Present each line of the entries below that holds the word "branch".
※ ※ ※
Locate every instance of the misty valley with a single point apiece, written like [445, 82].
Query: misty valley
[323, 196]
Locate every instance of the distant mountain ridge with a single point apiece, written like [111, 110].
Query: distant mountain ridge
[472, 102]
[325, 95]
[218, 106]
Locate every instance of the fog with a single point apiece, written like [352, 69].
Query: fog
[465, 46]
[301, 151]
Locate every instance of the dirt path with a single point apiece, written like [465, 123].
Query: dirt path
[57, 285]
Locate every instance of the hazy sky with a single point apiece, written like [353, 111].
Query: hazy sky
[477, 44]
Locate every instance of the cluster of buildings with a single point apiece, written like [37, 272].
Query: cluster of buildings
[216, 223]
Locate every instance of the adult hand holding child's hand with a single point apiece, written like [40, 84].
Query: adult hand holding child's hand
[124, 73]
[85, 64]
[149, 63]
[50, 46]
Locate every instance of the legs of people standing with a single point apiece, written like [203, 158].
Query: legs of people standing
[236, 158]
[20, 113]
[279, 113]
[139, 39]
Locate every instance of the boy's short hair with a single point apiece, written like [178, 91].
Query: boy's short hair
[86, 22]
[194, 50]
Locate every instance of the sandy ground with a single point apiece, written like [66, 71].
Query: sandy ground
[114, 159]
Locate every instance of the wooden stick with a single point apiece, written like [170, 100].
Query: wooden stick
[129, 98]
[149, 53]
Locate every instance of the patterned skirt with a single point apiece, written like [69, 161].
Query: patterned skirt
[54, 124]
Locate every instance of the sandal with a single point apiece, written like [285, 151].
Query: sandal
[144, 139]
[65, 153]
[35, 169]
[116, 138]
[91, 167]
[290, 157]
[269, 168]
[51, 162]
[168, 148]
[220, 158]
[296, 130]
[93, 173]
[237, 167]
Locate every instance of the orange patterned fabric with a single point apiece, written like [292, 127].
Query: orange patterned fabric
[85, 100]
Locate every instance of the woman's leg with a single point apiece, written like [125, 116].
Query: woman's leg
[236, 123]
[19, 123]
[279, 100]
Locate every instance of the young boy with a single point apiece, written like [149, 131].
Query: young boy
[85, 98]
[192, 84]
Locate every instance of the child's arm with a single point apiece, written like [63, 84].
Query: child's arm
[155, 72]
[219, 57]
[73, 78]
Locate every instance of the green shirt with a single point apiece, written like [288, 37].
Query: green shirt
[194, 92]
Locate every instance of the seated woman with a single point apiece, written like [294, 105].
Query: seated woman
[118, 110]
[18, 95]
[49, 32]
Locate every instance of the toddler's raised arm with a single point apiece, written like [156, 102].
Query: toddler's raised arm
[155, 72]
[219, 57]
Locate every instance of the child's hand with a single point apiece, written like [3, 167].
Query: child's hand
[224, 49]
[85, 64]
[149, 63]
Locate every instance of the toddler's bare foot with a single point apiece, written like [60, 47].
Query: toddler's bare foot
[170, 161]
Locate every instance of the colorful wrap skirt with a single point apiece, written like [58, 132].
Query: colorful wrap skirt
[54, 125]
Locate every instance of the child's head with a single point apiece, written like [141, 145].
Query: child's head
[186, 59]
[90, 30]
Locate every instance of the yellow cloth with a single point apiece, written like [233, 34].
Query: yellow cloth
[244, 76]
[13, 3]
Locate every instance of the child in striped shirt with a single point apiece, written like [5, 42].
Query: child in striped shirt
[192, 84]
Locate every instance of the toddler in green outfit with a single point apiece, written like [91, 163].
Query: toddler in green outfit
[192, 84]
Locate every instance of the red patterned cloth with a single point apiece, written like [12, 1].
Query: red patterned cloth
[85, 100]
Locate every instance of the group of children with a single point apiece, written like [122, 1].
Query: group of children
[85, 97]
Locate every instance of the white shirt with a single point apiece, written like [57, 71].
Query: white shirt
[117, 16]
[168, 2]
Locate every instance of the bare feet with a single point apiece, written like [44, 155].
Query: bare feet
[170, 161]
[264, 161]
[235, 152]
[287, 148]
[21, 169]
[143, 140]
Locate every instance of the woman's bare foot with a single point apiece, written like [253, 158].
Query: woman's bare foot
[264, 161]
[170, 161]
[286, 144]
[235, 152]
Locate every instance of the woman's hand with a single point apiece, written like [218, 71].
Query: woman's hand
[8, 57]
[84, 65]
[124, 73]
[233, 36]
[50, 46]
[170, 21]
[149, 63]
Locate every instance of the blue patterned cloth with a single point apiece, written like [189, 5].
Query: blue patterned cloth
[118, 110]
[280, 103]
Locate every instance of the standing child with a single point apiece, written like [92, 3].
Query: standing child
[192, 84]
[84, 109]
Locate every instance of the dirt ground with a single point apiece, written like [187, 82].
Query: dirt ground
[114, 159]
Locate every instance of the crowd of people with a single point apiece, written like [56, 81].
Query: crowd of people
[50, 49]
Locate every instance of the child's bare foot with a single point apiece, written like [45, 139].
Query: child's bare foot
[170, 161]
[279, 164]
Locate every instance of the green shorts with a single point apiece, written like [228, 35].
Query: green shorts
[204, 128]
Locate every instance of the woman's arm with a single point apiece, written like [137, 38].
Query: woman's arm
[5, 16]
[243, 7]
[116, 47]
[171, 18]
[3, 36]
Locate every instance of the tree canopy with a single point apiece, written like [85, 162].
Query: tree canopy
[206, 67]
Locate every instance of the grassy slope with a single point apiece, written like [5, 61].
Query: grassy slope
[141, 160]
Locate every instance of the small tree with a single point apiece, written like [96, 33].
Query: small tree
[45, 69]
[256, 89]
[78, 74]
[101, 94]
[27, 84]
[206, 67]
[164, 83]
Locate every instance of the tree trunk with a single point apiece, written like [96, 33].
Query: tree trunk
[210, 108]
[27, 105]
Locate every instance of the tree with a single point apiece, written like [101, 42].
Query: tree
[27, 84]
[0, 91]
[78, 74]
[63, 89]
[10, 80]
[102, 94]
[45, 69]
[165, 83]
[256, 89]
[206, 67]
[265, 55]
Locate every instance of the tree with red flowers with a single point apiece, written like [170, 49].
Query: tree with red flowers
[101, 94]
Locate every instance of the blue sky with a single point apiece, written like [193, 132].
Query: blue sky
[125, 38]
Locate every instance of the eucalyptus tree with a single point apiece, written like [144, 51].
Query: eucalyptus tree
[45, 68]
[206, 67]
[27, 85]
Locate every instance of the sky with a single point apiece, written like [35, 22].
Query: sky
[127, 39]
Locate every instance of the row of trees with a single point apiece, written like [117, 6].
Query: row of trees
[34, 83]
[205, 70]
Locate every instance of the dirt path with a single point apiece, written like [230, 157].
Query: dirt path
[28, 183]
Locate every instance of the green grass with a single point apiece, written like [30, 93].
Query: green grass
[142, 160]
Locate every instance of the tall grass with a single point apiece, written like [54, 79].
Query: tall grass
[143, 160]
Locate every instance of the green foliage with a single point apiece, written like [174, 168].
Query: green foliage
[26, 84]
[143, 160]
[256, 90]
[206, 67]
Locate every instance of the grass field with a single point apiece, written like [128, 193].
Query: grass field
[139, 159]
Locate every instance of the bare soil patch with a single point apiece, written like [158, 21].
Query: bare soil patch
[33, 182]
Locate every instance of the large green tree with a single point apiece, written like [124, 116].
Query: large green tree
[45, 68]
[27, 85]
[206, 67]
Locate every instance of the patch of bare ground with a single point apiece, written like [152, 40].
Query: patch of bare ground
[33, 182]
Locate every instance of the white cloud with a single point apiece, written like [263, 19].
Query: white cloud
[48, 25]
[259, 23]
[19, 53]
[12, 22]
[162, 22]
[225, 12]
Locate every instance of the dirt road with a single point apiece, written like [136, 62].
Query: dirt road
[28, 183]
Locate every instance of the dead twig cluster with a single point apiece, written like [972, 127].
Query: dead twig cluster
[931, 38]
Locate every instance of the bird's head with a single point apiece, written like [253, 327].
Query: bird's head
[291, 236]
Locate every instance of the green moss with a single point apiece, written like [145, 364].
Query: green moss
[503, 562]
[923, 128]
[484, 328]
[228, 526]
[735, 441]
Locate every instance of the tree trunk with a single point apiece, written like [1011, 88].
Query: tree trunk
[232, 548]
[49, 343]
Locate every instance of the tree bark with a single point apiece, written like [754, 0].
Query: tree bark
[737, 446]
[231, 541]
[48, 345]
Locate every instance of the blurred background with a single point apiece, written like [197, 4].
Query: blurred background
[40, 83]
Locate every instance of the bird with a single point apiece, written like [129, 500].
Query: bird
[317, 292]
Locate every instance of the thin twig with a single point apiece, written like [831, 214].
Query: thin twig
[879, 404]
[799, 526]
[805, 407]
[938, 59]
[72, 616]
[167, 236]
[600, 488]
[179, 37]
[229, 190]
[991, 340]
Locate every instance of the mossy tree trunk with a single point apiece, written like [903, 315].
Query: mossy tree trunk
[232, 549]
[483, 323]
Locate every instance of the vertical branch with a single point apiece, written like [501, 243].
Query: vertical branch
※ ※ ※
**TASK RESPONSE:**
Locate every instance of the vertical branch with a single point apiece, written like [501, 243].
Query: vertical branch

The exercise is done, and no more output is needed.